EXERCISE TEXT —
Segment Open
Historically, Bihar has been a major centre of learning, home to the ancient universities of Nalanda, Odantapurā and Vikramshila. This tradition of learning may have been had stultified by the period of Turkic invasions c. 1000 CE at which point it is believed major education centres (now maintained by reclusive communities of Buddhist monks removed from the local populace) were put out of operation during the Turkic raids originating from central Asia . The current state of education and research is not satisfactory though the current state government claims big achievements in school education.
Bihar saw a revival during the later part of the British rule when they established a University at Patna along with other centres of high learning, viz. Science College, Patna, Prince of Wales Medical College (Now Patna Medical College and Hospital), and Bihar Engineering College (Now National Institute of Technology, Patna). This early lead was lost in the post-independence period when the politicians from Bihar lost out in the race of getting centres of education established in Bihar.
Modern Bihar has an inadequate educational infrastructure creating a huge mismatch between demand and supply. This problem is further compounded by increases in population. The craving for higher education among the general population of Bihar has led to a migration of the student community from the state. This has led to a “flooding” of students to seek educational opportunities in other states, such as New Delhi and Karnataka, even for graduation level college education
In spite of the meager investment on education in Bihar, compared to other poorer Indian states, the students have done well. National institutes of learning such as IIT, IIM and AIIMS, IISER, NISER have had a good representation from Bihar.
Segment Closed
DATA SHOWN —
Segment Open
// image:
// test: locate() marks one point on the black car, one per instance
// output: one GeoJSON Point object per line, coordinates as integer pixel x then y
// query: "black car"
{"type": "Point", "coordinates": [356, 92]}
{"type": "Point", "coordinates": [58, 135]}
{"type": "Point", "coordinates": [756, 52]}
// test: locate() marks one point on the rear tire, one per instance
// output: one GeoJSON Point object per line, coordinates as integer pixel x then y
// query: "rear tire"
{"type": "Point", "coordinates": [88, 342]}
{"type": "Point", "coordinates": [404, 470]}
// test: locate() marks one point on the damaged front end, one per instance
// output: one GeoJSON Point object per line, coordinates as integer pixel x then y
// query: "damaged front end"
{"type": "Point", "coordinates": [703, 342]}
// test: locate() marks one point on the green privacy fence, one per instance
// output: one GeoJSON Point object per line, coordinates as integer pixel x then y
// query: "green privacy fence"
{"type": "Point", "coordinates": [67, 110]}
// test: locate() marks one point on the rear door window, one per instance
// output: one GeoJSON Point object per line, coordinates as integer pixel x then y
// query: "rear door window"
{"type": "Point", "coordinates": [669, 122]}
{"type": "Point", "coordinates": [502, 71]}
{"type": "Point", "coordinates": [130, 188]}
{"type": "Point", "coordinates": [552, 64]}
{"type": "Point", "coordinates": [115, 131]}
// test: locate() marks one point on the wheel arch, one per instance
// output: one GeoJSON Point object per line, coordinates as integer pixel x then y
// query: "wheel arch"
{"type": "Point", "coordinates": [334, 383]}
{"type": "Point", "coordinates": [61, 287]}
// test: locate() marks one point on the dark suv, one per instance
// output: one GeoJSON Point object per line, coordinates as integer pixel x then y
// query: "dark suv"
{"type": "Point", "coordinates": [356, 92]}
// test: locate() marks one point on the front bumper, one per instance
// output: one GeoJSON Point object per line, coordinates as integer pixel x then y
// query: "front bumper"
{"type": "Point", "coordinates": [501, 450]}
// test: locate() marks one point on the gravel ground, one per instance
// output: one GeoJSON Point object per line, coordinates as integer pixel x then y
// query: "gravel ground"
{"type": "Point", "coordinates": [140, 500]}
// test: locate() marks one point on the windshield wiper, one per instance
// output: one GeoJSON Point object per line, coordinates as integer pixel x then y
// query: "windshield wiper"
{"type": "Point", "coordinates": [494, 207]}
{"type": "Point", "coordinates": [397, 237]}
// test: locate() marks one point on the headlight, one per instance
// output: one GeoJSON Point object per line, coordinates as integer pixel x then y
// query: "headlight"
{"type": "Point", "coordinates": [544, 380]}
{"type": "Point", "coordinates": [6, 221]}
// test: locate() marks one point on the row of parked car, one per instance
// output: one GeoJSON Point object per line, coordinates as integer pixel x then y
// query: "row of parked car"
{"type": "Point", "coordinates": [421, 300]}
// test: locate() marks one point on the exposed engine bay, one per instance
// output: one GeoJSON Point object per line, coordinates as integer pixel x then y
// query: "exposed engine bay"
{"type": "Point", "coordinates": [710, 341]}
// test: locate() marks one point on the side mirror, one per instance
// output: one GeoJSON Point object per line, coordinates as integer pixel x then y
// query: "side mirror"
Segment Closed
WORK ITEM A — Echo the passage from the text on education in Bihar between "Bihar saw a" and "established in Bihar.", inclusive.
WORK ITEM B —
Answer from the text on education in Bihar:
(i) Which three ancient universities does it name?
(ii) What is the current name of the Prince of Wales Medical College?
(iii) Which national institutes of learning does it say have had a good representation from Bihar?

YOUR RESPONSE A —
Bihar saw a revival during the later part of the British rule when they established a University at Patna along with other centres of high learning, viz. Science College, Patna, Prince of Wales Medical College (Now Patna Medical College and Hospital), and Bihar Engineering College (Now National Institute of Technology, Patna). This early lead was lost in the post-independence period when the politicians from Bihar lost out in the race of getting centres of education established in Bihar.

YOUR RESPONSE B —
(i) Nalanda, Odantapurā and Vikramshila
(ii) Patna Medical College and Hospital
(iii) IIT, IIM, AIIMS, IISER and NISER